Quoted text:
A: I come up with titles that I like, but publishers always insist on making the final decision, and they put it in the contract. I always come up with titles before I write the books, because I don't write any books without having a publishing contract. The title almost always changes.
Q: Out of all your characters in all of your books, who/what (sometimes a setting can also be an important “character”) do you think is the most interesting and why?
A: Thirteen of my books are self-help books, with no characters. I wrote one book with characters. It is my memoir: Maharishi & Me: Seeking Enlightenment with the Beatles' Guru. Its most interesting character is Maharishi Mahesh Yogi. He is the main character of the book (other than me). He was the most famous spiritual master of the 20th century—guru of the Beatles, Rolling Stones, Beach Boys, Grateful Dead, The Doors, Deepak Chopra, John Gray, Andy Kaufman, Doug Henning and hundreds of other superstar celebrities. He was the happiest man I ever meant, with a powerful, charismatic, intoxicating, hypnotic, and mystical personality. He was always laughing, cracking jokes, and making everyone around him feel he/she was the most important person in the universe, that now was the only time that matters, and that this was the only place there is.
Q: If you could “create” your own genre of what you write, what would you call your books?
A: "Spiritual Disclosure"
Q: Without quoting your back cover synopsis, tell me about the last book you published.
A: Susan Shumsky is a successful author in the human potential field. But in the 1970s, in India, the Swiss Alps, and elsewhere, she served on the personal staff of the most famous guru of the 20th century―Maharishi Mahesh Yogi.
Maharishi died in 2008 at age ninety, but his influence endures through the spiritual movement he founded: TM (Transcendental Meditation). Other books have been written about him, but this spellbinding page-turner offers a rare insider's view of life with the guru, including the time the Beatles studied at his feet in Rishikesh, India, and wrote dozens of songs under his influence.

Rows:

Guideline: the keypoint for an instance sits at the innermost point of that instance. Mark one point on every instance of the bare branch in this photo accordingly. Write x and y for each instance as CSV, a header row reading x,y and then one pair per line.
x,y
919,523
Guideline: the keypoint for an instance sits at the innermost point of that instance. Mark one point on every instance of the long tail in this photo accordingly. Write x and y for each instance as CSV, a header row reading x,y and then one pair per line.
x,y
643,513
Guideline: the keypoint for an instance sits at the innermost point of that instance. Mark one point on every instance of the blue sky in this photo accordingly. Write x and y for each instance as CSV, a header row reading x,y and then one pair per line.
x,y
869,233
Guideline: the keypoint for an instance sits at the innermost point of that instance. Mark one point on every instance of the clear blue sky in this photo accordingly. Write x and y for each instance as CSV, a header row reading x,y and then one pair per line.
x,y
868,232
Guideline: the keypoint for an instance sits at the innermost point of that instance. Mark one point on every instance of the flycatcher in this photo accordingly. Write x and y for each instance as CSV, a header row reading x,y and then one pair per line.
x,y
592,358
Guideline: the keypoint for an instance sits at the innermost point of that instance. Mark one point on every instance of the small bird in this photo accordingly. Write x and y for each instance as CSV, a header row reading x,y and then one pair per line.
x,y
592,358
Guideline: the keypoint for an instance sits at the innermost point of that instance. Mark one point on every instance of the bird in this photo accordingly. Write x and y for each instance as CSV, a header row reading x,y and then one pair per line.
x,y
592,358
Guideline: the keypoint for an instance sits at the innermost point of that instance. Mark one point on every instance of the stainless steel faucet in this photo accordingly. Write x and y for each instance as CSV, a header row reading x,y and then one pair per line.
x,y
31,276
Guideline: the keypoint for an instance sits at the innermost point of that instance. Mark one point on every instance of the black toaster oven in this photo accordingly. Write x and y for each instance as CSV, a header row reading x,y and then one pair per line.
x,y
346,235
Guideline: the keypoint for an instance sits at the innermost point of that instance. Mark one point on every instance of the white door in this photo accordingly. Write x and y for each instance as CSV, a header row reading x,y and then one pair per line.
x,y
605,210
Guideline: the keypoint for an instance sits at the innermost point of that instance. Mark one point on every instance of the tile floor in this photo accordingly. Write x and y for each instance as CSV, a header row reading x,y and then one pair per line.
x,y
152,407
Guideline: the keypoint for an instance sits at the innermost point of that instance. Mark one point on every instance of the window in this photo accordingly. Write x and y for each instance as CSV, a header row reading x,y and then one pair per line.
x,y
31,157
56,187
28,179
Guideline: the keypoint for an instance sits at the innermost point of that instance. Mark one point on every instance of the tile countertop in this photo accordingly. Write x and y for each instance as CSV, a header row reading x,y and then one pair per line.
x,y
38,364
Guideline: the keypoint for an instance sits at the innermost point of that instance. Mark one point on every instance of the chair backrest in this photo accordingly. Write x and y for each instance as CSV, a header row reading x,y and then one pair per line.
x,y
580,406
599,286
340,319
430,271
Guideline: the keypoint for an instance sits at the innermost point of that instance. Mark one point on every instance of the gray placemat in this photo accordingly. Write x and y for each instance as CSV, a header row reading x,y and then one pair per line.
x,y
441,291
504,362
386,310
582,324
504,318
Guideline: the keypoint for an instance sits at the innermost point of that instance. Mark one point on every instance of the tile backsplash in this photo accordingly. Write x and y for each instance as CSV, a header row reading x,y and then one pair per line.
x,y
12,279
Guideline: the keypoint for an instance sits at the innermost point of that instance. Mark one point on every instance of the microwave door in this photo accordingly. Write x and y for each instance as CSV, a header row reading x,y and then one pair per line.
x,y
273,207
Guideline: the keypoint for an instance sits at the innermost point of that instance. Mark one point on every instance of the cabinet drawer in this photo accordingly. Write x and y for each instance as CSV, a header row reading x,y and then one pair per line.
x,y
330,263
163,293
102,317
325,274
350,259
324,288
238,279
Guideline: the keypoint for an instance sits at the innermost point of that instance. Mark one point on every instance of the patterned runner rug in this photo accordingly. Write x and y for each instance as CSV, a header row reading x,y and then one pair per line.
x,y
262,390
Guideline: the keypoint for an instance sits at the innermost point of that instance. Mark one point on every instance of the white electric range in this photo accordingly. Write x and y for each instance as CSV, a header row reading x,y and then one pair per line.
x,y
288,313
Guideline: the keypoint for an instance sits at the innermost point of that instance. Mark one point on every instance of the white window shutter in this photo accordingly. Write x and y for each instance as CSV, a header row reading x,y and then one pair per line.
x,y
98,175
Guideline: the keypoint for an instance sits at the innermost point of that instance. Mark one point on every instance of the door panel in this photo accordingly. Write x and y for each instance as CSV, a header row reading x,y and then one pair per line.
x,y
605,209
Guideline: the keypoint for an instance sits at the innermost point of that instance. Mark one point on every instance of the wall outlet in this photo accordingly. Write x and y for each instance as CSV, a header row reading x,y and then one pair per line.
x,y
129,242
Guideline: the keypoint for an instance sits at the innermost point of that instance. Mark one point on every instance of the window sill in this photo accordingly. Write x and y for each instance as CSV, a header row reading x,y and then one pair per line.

Set of tasks:
1 - Transcribe the entire interview word for word.
2 - From the records, pull out every line that includes the string "bird", treating uppercase and lowercase as different.
The interview and the records were drawn from separate sources.

Results:
1 -
A: I come up with titles that I like, but publishers always insist on making the final decision, and they put it in the contract. I always come up with titles before I write the books, because I don't write any books without having a publishing contract. The title almost always changes.
Q: Out of all your characters in all of your books, who/what (sometimes a setting can also be an important “character”) do you think is the most interesting and why?
A: Thirteen of my books are self-help books, with no characters. I wrote one book with characters. It is my memoir: Maharishi & Me: Seeking Enlightenment with the Beatles' Guru. Its most interesting character is Maharishi Mahesh Yogi. He is the main character of the book (other than me). He was the most famous spiritual master of the 20th century—guru of the Beatles, Rolling Stones, Beach Boys, Grateful Dead, The Doors, Deepak Chopra, John Gray, Andy Kaufman, Doug Henning and hundreds of other superstar celebrities. He was the happiest man I ever meant, with a powerful, charismatic, intoxicating, hypnotic, and mystical personality. He was always laughing, cracking jokes, and making everyone around him feel he/she was the most important person in the universe, that now was the only time that matters, and that this was the only place there is.
Q: If you could “create” your own genre of what you write, what would you call your books?
A: "Spiritual Disclosure"
Q: Without quoting your back cover synopsis, tell me about the last book you published.
A: Susan Shumsky is a successful author in the human potential field. But in the 1970s, in India, the Swiss Alps, and elsewhere, she served on the personal staff of the most famous guru of the 20th century―Maharishi Mahesh Yogi.
Maharishi died in 2008 at age ninety, but his influence endures through the spiritual movement he founded: TM (Transcendental Meditation). Other books have been written about him, but this spellbinding page-turner offers a rare insider's view of life with the guru, including the time the Beatles studied at his feet in Rishikesh, India, and wrote dozens of songs under his influence.

2 -
Guideline: the keypoint for an instance sits at the innermost point of that instance. Mark one point on every instance of the small bird in this photo accordingly. Write x and y for each instance as CSV, a header row reading x,y and then one pair per line.
Guideline: the keypoint for an instance sits at the innermost point of that instance. Mark one point on every instance of the bird in this photo accordingly. Write x and y for each instance as CSV, a header row reading x,y and then one pair per line.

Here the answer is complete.